[Location identification items]
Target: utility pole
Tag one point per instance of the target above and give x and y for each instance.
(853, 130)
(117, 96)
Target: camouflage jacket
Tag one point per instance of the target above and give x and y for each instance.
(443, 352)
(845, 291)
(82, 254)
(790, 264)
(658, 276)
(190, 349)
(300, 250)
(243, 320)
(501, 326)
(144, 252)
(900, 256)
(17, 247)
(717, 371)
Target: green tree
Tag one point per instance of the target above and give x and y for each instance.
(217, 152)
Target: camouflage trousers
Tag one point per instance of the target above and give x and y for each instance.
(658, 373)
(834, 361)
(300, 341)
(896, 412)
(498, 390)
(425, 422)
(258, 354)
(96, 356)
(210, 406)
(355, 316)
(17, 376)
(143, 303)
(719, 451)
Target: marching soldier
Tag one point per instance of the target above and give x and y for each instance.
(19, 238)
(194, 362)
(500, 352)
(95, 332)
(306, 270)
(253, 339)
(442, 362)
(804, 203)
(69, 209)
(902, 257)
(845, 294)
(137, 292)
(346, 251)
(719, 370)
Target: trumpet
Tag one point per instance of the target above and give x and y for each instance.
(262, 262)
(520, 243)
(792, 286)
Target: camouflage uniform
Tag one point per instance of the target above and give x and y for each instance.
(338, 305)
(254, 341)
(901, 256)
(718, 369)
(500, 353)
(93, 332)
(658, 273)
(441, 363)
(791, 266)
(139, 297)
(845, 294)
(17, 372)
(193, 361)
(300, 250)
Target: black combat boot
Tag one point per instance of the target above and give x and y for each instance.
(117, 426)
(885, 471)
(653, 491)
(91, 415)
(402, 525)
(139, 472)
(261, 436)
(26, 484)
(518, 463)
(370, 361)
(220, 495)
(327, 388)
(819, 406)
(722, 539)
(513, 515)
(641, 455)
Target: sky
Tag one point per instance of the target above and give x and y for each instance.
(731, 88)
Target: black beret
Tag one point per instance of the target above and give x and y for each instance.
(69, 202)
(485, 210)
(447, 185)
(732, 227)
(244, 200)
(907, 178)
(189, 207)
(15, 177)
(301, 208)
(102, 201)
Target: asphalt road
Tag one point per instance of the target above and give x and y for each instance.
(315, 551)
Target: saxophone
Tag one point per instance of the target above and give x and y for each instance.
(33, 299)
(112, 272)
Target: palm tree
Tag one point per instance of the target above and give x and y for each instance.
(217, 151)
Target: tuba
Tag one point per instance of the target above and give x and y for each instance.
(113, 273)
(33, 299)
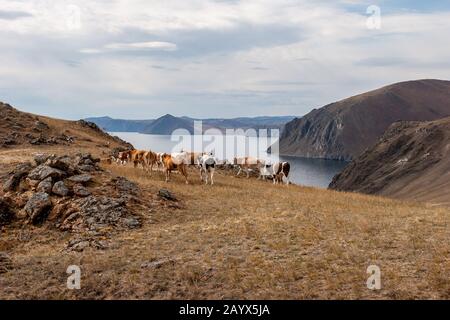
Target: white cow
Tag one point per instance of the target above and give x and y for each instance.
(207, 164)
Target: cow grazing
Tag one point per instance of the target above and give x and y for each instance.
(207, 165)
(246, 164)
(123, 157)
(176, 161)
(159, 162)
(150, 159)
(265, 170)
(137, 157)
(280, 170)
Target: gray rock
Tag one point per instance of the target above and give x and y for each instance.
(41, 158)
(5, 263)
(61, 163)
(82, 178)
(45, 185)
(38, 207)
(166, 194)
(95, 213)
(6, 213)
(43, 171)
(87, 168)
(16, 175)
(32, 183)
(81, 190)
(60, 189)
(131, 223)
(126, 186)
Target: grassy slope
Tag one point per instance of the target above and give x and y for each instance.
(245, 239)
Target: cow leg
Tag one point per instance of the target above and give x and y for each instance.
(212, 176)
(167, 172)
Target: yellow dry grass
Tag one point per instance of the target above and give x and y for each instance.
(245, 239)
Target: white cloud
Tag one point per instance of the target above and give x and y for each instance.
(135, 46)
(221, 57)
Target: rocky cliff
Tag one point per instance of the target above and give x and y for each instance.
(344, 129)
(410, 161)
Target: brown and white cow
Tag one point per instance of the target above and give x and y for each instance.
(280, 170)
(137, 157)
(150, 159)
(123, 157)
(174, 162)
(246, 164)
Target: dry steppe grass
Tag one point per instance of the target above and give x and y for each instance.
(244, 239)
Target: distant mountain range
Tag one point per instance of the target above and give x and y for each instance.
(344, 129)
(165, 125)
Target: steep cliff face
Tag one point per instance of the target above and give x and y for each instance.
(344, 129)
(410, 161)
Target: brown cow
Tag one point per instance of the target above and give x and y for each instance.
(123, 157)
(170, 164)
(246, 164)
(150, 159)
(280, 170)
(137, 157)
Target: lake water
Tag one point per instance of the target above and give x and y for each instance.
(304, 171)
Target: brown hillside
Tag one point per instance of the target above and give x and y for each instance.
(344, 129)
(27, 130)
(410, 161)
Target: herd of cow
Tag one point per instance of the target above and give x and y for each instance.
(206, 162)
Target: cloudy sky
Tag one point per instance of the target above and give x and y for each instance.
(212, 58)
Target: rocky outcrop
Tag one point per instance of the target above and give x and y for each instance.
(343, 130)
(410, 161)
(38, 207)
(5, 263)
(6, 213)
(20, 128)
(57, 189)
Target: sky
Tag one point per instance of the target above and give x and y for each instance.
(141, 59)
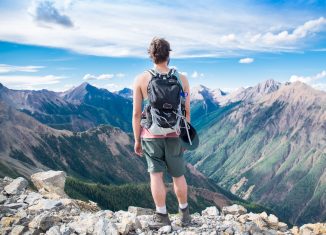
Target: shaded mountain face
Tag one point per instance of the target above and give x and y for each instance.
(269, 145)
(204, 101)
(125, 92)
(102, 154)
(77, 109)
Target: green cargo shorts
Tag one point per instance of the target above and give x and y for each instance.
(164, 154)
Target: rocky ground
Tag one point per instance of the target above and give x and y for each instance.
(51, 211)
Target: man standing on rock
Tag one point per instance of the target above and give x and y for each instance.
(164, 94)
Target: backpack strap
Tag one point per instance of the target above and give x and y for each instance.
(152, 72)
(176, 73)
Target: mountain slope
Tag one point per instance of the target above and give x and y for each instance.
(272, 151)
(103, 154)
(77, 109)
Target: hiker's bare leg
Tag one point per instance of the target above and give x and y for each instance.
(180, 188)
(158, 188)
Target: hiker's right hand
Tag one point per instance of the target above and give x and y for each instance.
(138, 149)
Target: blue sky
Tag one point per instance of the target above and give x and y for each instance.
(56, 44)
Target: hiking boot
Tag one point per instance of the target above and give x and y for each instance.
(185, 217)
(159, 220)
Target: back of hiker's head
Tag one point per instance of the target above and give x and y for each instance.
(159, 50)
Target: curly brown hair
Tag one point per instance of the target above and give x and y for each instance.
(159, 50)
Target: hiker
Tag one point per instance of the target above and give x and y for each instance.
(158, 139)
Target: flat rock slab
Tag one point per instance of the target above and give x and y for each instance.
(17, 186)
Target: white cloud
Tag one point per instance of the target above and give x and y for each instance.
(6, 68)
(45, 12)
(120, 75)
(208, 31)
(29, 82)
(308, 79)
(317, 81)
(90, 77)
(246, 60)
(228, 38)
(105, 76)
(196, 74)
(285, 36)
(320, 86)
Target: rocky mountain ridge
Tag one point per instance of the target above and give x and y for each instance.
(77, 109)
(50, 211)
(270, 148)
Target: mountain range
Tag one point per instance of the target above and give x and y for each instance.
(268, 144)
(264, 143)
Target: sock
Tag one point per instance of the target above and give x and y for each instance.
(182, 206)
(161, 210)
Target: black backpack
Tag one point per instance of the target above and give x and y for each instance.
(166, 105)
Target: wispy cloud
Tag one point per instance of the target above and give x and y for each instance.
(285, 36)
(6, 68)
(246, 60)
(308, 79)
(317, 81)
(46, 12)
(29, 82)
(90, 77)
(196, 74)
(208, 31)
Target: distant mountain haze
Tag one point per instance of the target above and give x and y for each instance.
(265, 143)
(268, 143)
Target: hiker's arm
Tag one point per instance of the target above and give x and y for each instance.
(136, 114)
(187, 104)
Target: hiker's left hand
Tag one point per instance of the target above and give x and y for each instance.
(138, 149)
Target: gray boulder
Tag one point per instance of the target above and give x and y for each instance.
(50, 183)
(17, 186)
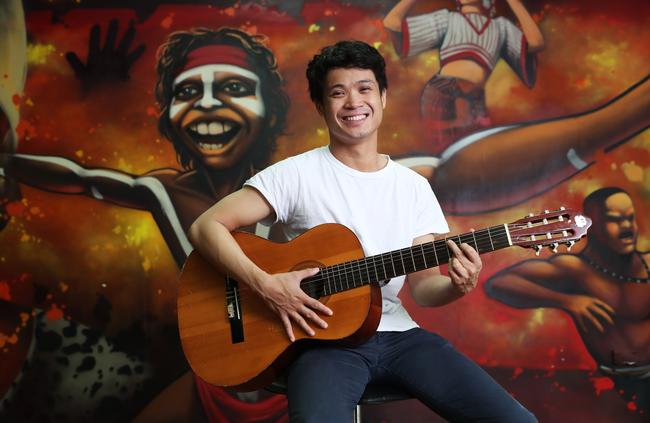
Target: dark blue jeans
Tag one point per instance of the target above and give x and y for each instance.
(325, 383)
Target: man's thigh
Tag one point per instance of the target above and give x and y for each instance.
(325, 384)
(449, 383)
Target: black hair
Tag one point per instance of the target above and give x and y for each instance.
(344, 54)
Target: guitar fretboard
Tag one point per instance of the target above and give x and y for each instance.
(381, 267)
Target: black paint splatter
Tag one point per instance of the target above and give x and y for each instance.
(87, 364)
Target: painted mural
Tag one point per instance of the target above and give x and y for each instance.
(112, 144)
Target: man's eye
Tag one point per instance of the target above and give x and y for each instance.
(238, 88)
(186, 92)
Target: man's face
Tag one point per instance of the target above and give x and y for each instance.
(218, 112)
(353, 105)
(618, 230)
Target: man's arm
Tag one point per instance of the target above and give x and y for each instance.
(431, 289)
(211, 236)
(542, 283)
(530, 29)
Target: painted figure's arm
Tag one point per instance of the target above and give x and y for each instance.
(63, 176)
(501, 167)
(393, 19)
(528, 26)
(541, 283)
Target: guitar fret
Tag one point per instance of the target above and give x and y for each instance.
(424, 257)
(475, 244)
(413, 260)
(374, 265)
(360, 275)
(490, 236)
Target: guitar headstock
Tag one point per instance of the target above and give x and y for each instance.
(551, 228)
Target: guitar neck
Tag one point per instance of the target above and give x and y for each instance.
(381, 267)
---
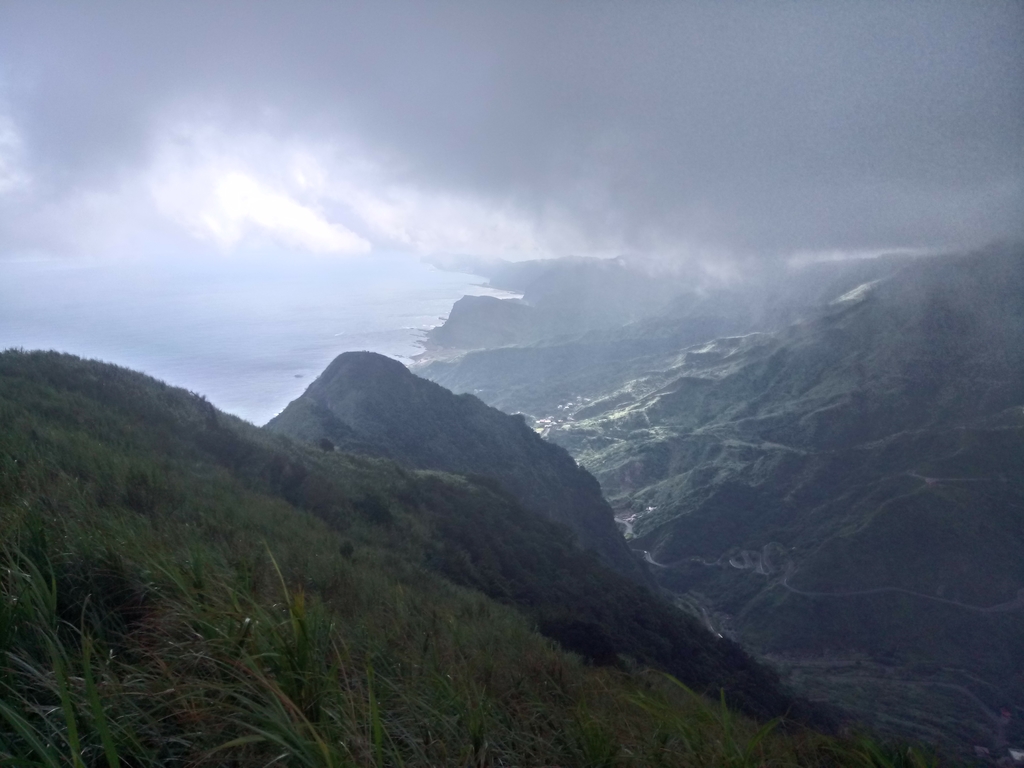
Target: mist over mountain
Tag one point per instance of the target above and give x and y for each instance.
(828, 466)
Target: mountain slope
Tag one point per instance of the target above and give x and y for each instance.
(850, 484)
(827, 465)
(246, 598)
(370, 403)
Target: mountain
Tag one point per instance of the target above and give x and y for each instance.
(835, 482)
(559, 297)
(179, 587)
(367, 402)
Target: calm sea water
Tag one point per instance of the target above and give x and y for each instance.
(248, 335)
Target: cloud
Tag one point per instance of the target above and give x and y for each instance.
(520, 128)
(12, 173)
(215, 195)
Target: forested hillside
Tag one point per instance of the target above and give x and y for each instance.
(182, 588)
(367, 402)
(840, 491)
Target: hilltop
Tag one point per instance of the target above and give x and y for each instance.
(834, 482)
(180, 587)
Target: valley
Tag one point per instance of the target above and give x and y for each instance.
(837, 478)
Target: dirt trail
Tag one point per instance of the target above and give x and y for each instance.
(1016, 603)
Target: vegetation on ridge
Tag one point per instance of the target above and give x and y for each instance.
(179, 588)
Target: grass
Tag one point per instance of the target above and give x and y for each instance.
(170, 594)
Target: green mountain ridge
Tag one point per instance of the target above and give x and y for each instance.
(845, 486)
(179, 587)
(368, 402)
--
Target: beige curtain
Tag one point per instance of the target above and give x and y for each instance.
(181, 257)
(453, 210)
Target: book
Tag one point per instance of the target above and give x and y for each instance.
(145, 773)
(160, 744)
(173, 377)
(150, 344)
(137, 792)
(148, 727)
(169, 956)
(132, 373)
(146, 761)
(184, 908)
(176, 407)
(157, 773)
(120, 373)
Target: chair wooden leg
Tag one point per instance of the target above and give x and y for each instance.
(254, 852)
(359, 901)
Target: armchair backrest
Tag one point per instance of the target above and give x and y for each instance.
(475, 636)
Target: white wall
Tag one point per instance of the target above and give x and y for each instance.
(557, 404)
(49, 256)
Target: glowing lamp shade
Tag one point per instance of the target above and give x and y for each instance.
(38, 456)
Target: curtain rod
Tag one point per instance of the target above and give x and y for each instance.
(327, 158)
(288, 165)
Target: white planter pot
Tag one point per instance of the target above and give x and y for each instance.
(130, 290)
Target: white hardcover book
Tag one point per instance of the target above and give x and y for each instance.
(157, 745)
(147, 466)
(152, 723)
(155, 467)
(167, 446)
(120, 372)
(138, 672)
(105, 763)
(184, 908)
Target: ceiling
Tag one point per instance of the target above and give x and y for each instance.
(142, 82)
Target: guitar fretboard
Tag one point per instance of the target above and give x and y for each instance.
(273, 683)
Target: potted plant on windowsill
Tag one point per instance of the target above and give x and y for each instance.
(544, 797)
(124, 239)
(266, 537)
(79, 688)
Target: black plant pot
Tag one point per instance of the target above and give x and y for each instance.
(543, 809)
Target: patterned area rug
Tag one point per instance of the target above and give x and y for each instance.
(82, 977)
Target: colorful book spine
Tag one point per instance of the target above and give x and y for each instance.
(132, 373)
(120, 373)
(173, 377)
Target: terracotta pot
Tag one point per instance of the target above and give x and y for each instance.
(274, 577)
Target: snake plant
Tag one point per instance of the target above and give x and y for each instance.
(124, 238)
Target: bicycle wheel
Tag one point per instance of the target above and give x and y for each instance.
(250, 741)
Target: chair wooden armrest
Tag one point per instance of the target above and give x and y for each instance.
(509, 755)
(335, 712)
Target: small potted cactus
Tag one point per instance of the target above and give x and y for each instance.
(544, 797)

→ **SET TASK**:
Please select every line in the items above that contains the word "wooden" and copy each one out.

→ **WORKED SOLUTION**:
Target: chair wooden leg
Target: chair wooden armrest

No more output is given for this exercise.